## [PASSAGE SHOWN]
>> Begin

Table 1: Comparison between data and model simulation, with sensitivity analysis on the role of markups

  Increase in bilateral GDP correlation associated with a 1% increase in trade proximity in inputs Increase in bilateral Solow Residual correlation associated with a 1% increase in trade proximity in inputs
Data 0.05 0.06
Benchmark model (markups = 25%) 0.05 0.04
Markups reduced to 0 0.01 0.00
Markups reduced to 20% 0.04 0.03
Markups increased to 33% 0.08 0.06


Note: GDP is HP filtered to isolate business cycle fluctuations. We use the 1980-1990 time window and the 14 countries considered in de Soyres and Gaillard (2019). Trade Proximity is defined for each country pair as the sum of bilateral trade divided by the sum of both countries' GDP. Data on Solow Residual are constructed using Penn World Tables as SR = log(rgdpo)-log(rnna) - (1-a)log(emp*hc), with emp, hc and rnna variables corresponding to employment, human capital and capital stock and a = 1/3. The sequence of shocks fed into the model is exactly the same in al rows of this table, so that differences in Trade-FDP slope or in Trade-SR slope are only due to the change in markups.

Source: de Soyres and Gaillard (2019).

>> End

[Recorded data]
>> Begin

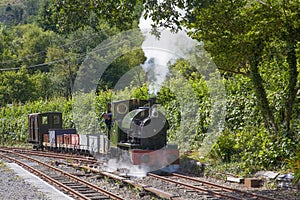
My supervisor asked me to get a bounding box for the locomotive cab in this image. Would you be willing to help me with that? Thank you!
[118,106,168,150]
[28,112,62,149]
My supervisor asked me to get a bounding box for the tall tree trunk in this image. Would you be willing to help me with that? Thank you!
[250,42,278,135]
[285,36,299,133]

>> End
>> Begin

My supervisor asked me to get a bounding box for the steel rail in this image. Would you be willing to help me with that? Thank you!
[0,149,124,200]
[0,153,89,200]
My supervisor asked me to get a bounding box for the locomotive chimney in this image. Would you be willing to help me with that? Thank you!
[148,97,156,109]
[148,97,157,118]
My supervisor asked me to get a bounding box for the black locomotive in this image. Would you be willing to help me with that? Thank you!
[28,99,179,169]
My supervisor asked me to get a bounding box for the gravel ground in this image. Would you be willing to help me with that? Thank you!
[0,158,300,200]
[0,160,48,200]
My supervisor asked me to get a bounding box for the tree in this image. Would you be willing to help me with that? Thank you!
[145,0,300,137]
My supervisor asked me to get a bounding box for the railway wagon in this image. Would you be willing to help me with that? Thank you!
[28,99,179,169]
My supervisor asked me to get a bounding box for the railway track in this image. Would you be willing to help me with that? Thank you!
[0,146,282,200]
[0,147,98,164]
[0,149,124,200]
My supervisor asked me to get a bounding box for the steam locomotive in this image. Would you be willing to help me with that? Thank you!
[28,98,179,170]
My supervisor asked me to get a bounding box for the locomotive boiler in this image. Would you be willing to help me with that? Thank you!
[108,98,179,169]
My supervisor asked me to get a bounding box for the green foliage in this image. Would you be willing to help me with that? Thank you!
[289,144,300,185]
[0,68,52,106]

>> End

## [WHAT TO WORK ON]
**1.** From the markup table, quote the passage starting with "Note: GDP is" and going on through "change in markups.".
**2.** Which time window does the note under the markup table say is used?

## [ANSWERS FOR THE TASKS]
**1.**
Note: GDP is HP filtered to isolate business cycle fluctuations. We use the 1980-1990 time window and the 14 countries considered in de Soyres and Gaillard (2019). Trade Proximity is defined for each country pair as the sum of bilateral trade divided by the sum of both countries' GDP. Data on Solow Residual are constructed using Penn World Tables as SR = log(rgdpo)-log(rnna) - (1-a)log(emp*hc), with emp, hc and rnna variables corresponding to employment, human capital and capital stock and a = 1/3. The sequence of shocks fed into the model is exactly the same in al rows of this table, so that differences in Trade-FDP slope or in Trade-SR slope are only due to the change in markups.

**2.** 1980-1990